### EXERCICE COURT A
Répondez aux questions suivantes à partir du texte sur la société privée européenne, placé ci-dessous :
(i) À quelle date la Commission européenne a-t-elle publié sa proposition de règlement du Conseil ?
(ii) Selon la Commission, quelle part des entreprises de l'UE les PME représentent-elles ?
(iii) Quel type d'entreprises la CES craint-elle de voir créées pour échapper aux législations nationales les plus protectrices ?
### EXERCICE COURT B
Rédigez la suite du texte sur la société privée européenne, figurant plus bas, en repartant de sa dernière phrase.

### TEXTE EXTRAIT
Bruxelles, 15–16 octobre 2008
Introduction
Le 25 juin 2008, la Commission européenne a publié une proposition de Règlement du Conseil (COM (2008) 396 final) relatif au statut de la société privée européenne (<em>Societas Privata Europaea</em>, SPE) (200Kb MS Word).
Cette initiative s'inscrit dans le cadre d'une série de mesures destinées à permettre aux PME de faire plus facilement des affaires et, par conséquent, d'améliorer leur rendement sur le marché. L'idée qui sous-tend la SPE est de créer une société à responsabilité limitée au plan européen qui est destinée à améliorer la compétitivité des PME en facilitant leur création et leur fonctionnement sur le marché unique. La SPE est une des initiatives prioritaires du programme de travail 2008 de la Commission.
La CES accueille avec satisfaction les initiatives destinées à améliorer les conditions de marché pour les PME. Selon la Commission, les PME représentent plus de 99% des entreprises dans l'UE. La SPE pourrait donc devenir une réalité pour un grand nombre d'employés. Mais la CES souligne que l'amélioration de la flexibilité pour les PME ne doit pas se faire au détriment des droits de participation des employés au conseil d'administration de la société. Le droit à l'information et à la consultation est un droit fondamental protégé par le droit de l'Union. La CES craint que les statuts proposés pour les SPE n'encouragent les entreprises, y compris les entreprises de plus grande taille, à créer des entreprises « boîte aux lettres » afin d'échapper aux législations nationales les plus protectrices sur les droits des travailleurs. Pour la CES, il est essentiel d'apporter un certain nombre d'améliorations à la proposition de la Commission, afin de respecter les objectifs de l'agenda de Lisbonne en faveur d'emplois plus nombreux et de meilleure qualité (voir la prise de position de la CES adoptée au Comité exécutif du 18–19 octobre 2006).

### LIGNES FOURNIES
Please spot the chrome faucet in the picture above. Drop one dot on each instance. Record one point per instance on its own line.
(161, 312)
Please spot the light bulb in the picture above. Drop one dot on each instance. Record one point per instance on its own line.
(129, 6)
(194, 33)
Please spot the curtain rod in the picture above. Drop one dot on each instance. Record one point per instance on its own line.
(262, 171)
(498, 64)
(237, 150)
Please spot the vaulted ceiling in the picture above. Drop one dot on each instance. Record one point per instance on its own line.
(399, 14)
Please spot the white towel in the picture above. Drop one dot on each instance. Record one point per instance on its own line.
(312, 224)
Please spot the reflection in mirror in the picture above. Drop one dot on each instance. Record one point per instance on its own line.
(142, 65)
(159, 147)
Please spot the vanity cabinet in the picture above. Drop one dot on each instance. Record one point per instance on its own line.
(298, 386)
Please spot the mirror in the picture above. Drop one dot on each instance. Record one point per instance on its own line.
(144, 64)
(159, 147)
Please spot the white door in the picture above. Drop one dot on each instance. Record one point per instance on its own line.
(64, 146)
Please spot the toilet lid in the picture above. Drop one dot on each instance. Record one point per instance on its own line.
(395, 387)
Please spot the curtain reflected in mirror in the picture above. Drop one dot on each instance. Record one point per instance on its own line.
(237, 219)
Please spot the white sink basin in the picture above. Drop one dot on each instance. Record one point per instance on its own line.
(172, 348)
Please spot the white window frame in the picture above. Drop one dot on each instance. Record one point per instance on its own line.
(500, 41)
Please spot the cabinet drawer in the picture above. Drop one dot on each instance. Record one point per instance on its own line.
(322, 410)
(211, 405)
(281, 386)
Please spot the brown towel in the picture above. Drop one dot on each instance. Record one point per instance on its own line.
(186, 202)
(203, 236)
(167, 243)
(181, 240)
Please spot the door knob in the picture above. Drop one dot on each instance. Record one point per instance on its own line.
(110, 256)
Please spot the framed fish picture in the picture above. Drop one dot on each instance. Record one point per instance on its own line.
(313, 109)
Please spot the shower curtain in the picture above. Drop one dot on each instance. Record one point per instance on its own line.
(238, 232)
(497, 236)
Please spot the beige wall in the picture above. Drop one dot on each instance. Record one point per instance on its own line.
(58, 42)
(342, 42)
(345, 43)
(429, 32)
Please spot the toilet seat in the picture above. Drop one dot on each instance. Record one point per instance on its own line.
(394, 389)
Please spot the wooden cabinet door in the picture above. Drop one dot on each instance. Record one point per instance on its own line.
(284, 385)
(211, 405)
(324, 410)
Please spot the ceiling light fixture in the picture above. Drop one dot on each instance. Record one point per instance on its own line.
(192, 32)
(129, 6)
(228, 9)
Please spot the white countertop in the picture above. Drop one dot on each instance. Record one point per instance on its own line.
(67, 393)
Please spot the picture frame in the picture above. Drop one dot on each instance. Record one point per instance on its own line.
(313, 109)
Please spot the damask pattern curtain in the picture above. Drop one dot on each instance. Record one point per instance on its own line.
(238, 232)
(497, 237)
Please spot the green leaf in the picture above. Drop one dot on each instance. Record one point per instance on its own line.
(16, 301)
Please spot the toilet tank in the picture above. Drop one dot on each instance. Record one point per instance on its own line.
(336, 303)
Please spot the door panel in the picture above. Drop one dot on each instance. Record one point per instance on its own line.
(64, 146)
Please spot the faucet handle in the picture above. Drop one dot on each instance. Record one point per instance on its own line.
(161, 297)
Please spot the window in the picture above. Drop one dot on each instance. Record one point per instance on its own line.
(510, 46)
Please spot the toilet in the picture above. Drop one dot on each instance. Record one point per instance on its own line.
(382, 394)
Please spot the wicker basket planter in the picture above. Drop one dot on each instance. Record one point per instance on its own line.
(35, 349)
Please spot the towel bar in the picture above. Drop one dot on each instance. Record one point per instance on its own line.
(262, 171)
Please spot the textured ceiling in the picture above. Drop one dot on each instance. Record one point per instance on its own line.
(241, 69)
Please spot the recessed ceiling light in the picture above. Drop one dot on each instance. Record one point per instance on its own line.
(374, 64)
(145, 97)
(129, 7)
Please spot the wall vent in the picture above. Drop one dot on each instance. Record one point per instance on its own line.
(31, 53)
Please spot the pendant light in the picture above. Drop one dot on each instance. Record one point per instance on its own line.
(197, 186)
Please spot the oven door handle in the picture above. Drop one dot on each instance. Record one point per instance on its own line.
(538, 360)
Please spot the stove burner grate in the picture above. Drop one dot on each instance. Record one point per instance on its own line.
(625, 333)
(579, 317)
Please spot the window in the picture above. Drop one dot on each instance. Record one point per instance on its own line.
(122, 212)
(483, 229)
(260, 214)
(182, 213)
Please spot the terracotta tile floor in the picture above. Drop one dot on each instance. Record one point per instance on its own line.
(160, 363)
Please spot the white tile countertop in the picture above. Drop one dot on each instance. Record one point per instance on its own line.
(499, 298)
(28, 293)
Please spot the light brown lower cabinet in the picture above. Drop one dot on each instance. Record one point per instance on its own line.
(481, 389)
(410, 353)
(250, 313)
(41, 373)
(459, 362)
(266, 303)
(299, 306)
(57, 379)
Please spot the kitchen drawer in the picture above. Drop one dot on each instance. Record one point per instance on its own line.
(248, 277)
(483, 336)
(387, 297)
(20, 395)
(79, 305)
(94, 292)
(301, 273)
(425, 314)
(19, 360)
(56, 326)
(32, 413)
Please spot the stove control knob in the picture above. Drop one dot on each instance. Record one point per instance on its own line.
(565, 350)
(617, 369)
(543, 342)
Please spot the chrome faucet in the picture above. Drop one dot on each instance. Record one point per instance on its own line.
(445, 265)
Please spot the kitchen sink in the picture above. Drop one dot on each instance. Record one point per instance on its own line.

### RÉPONSE RÉDIGÉE A
(i) Le 25 juin 2008.
(ii) Plus de 99 %.
(iii) Des entreprises « boîte aux lettres ».

### RÉPONSE RÉDIGÉE B
Résumé de la proposition
La SPE a pour but de faciliter les échanges transfrontaliers pour les PME en leur donnant une forme juridique européenne uniforme dans chaque Etat membre. Selon la Commission, la possibilité d'opérer dans plusieurs Etats membres selon les mêmes règles professionnelles devrait réduire les coûts de mise en conformité afférants à la création et au fonctionnement des entreprises, résultant des disparités entre règles nationales. C'est la raison pour laquelle la SPE devrait, dit-on, améliorer la mobilité et la compétitivité des PME européennes. On ignore dans quelle mesure les statuts proposés de la SPE remplaceront une 14e directive très controversée sur le transfert de sièges sociaux de sociétés privées.
La Commission affirme que les statuts existants de la Société européenne (« les statuts de la SE ») ne constituent pas une option viable pour les PME en raison de l'exigence de 120.000 euros en matière de capital minimum.
La proposition de la Commission fixe des règles uniformes quant à la procédure de formation d'une SPE, à ses actions, au capital social, à l'organisation, au droit applicable à la participation des employés et aux conditions de transfert du siège social vers un autre Etat membre. Le droit national régirait les questions qui ne sont pas couvertes par la réglementation ou par les statuts de la SPE telles que l'insolvabilité ou le droit fiscal.
Les statuts de la SPE sont destinés à être un règlement, ce qui signifie qu'il n'y a pas d'espace pour des variations en droit national. La proposition est basée sur l'article 308 du traité CE, ce qui implique une décision unanime au Conseil et la consultation du Parlement européen.
Remarque préliminaire : absence de consultation des partenaires sociaux
En juillet 2007, la Commission a lancé une consultation publique sur la SPE. La CES exprime son profond désaccord avec cette procédure; une consultation en ligne ne peut en aucun cas être considérée comme un substitut approprié à la consultation des partenaires sociaux prévue à l'article 138 du traité CE.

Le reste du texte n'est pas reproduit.